Dataset extract:
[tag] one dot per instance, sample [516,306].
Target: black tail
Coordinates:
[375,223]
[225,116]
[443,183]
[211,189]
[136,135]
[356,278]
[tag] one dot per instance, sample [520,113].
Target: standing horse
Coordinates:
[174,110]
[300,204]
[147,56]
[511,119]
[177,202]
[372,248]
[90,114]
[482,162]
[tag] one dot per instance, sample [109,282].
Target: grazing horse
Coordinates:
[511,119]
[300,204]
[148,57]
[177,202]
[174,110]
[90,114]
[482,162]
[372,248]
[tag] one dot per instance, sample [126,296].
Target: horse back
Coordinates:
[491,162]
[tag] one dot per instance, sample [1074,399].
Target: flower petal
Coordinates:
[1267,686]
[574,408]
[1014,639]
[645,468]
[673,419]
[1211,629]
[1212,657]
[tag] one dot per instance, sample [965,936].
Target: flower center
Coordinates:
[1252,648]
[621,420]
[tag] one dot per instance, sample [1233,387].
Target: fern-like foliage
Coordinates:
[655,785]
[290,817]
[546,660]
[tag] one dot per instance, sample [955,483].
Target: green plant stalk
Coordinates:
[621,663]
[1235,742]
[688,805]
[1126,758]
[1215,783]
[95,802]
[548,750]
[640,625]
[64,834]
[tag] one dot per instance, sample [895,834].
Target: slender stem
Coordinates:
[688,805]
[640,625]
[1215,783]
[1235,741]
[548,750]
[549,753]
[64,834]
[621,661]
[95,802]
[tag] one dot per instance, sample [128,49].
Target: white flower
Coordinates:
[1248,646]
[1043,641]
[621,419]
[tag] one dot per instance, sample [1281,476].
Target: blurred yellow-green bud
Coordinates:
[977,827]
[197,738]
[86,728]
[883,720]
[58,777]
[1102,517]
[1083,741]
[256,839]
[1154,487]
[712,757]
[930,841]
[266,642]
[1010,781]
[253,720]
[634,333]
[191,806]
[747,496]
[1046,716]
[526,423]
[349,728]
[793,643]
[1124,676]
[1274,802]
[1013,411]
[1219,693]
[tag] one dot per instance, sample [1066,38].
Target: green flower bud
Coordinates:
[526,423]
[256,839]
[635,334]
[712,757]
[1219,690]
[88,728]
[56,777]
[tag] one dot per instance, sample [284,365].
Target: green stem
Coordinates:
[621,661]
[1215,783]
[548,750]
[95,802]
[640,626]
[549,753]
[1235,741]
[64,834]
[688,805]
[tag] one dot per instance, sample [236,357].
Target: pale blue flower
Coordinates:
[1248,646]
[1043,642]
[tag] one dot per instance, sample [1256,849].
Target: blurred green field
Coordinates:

Task statement: Return an exact copy of the listing above, complete in every line.

Response to the task:
[tag] one dot per instance, sample [516,306].
Target: black tail
Coordinates:
[375,223]
[225,116]
[443,183]
[211,189]
[136,135]
[356,278]
[tag] one dot per instance, sample [520,113].
Target: standing horse
Coordinates:
[174,110]
[300,204]
[147,56]
[511,119]
[177,202]
[372,248]
[90,114]
[482,162]
[tag] one dot per instance, sample [109,282].
Target: grazing horse
Coordinates:
[511,119]
[300,204]
[148,57]
[177,202]
[174,110]
[90,114]
[482,162]
[372,248]
[tag] one dot per instance, sample [126,296].
Target: horse back
Coordinates:
[491,162]
[tag] one dot per instance, sample [1074,399].
Target: flower petal
Coordinates:
[1267,686]
[574,408]
[1014,639]
[645,468]
[673,419]
[1211,629]
[1212,657]
[tag] one dot per instance, sample [965,936].
Target: flower center
Coordinates:
[1252,648]
[621,420]
[tag] one dot per instance, sample [1233,387].
Target: fern-like foliage
Coordinates:
[655,785]
[290,817]
[546,660]
[tag] one dot per instance, sample [955,483].
Target: green plant stalk
Coordinates:
[621,663]
[1235,742]
[688,805]
[1126,758]
[1215,783]
[95,802]
[548,750]
[640,625]
[64,834]
[tag] one dot per instance, sample [895,834].
Target: slender stem
Coordinates:
[688,805]
[640,625]
[1215,783]
[1235,741]
[548,750]
[549,753]
[64,834]
[621,661]
[95,802]
[tag] one dot per instance, sample [128,49].
Target: white flower
Coordinates:
[1248,646]
[1043,641]
[621,419]
[tag] one dot per instance, sample [1281,476].
Target: blurred yellow-green bud
Coordinates:
[977,827]
[197,738]
[86,728]
[883,720]
[58,777]
[1102,517]
[1083,741]
[256,839]
[1154,487]
[712,757]
[930,841]
[266,642]
[1010,781]
[253,720]
[634,333]
[191,806]
[747,496]
[1046,716]
[526,423]
[349,728]
[793,643]
[1124,676]
[1274,802]
[1013,411]
[1219,693]
[tag] one dot per instance, sample [1066,38].
Target: green flower bud
Coordinates:
[526,423]
[256,839]
[635,334]
[712,757]
[1219,690]
[88,728]
[56,777]
[tag] one dot per instance, sample [284,365].
Target: green stem
Coordinates:
[621,661]
[1215,783]
[548,750]
[95,802]
[640,626]
[549,753]
[1235,741]
[64,834]
[688,805]
[tag] one dot per instance, sample [236,357].
Target: pale blue flower
Coordinates:
[1248,646]
[1043,642]
[tag] one dot per instance, sample [1256,849].
Target: blurred green field
Coordinates:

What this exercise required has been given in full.